### Task
Answer these from the plot summary of The Known World below:
1. In what county and state is the Townsends' plantation?
2. Who are the parents of Dora and Louis?
3. Where are the three escaped slaves living when Caldonia's brother Calvin encounters them?

### Selection
_ _ _ _ _ _ _
Henry had always said that he wanted to be a better master than any white man he had ever known.

 The Known World  by Edward P. Jones

Spoiler Alert: Plot Summary

The Known World is a story of duality. Slaver and owner. Love and pain. Freedom and capture. It chronicles the plantation owned by Henry and Caldonia Townsend in Manchester County, Virginia, in the mid-19th century. Henry and Caldonia are both Black; Henry was a former slave, Caldonia was born free. How Henry comes to own slaves himself is a complex and yet also simple path; the emotional weight of the decision is heavy, but the economy of the South makes it almost natural that he would become a slaveowner himself, once free. His parents, Augustus and Mildred Townsend, former slaves who are now free (Augustus worked to buy each one's freedom), don't approve of Henry owning slaves, but Henry decides to move forward with his own life plan, and eventually amasses a plantation and collection of slaves. The book opens with Henry's death from an unknown illness, and we follow Caldonia in the days and weeks to come as she attempts to keep the plantation up and running. The book is written from a variety of viewpoints, so we hear from Henry's previous owner (William Robbins), the overseer of Henry's plantation, Moses, other slaves living there (Elias, Celeste, Zeddie, to name a few), children of a slave and an owner (Dora and Louis, born to Philomena and William Robbins), and slave patrollers, who come into being around the time this all takes place (Skiffingtons - John and Counsel, Harvey Travis, Oden Peoples).  The story comes to a close many years after Henry's death, as Caldonia's brother Calvin encounters three escaped slaves from the plantation now living in New York.
_ _ _ _ _ _ _
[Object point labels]
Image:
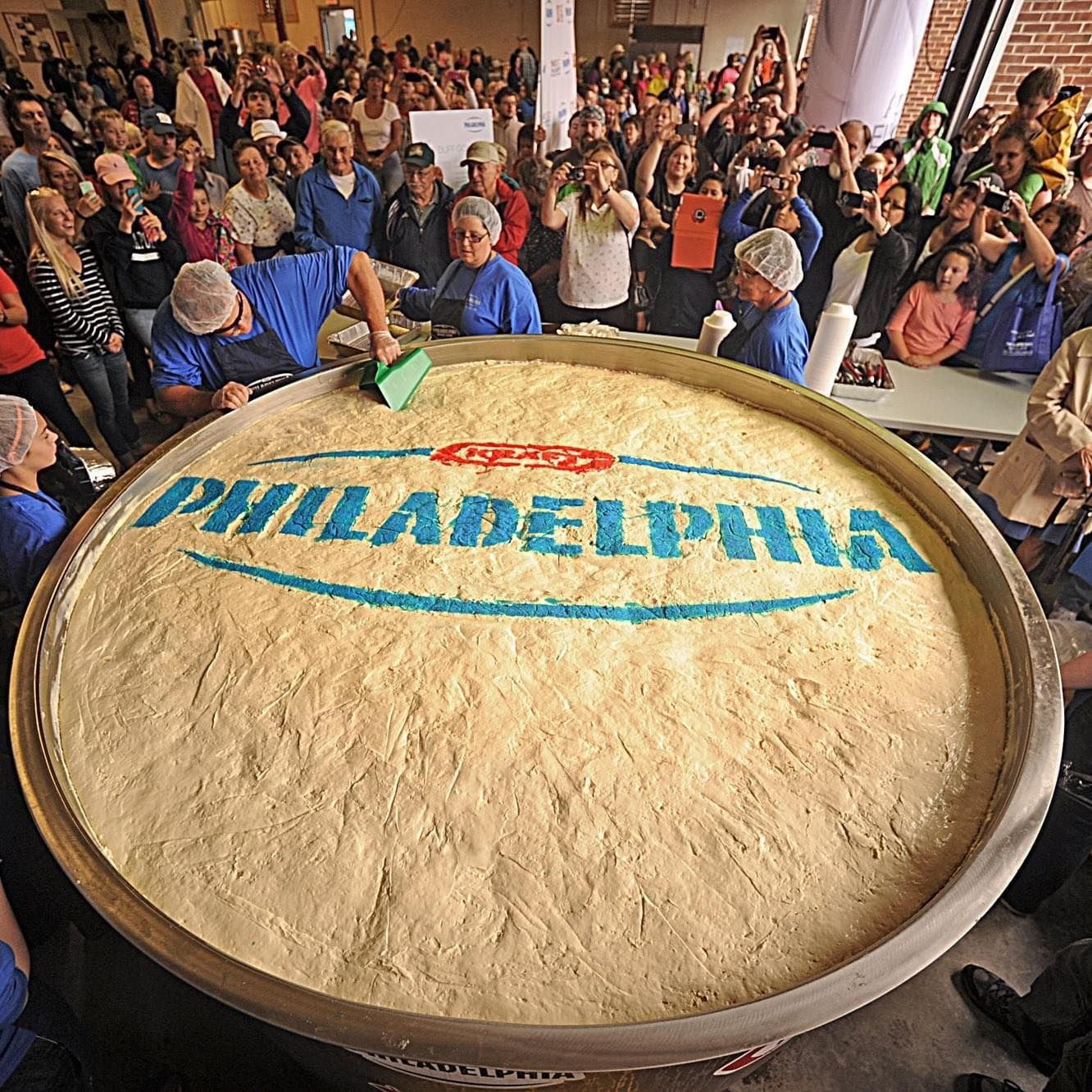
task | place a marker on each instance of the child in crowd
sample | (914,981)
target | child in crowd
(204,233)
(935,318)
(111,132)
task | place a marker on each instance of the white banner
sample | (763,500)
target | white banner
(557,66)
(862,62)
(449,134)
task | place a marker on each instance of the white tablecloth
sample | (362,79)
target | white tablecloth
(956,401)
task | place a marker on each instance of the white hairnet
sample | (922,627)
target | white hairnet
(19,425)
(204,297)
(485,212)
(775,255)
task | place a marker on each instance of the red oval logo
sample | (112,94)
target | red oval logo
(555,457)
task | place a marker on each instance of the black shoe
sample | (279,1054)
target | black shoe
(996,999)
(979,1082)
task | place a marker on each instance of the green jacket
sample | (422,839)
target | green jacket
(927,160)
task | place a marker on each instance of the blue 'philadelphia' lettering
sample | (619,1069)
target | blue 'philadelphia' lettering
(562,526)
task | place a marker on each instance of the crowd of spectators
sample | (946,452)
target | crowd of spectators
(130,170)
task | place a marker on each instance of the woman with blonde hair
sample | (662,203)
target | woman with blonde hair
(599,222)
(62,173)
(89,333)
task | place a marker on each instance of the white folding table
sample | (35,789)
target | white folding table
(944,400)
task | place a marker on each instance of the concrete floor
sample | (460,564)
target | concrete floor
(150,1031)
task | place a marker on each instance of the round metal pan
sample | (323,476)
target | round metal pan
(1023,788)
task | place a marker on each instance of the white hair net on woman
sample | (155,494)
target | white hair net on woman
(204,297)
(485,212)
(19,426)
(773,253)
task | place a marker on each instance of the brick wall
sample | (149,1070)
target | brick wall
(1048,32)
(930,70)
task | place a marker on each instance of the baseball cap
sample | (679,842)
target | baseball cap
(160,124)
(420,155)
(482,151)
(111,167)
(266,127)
_ _ _ _ _ _ _
### Response to this task
1. Manchester County, Virginia
2. Philomena and William Robbins
3. New York